### Prompt
Please repeat the data exactly, leaving nothing out.

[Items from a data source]
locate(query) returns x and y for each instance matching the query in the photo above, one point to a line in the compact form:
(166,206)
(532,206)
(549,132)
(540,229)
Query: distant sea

### Reply
locate(query) returns x and y for each instance matching the query in the photo above, one point to a line in the compact form:
(166,206)
(532,206)
(549,132)
(540,229)
Query: distant sea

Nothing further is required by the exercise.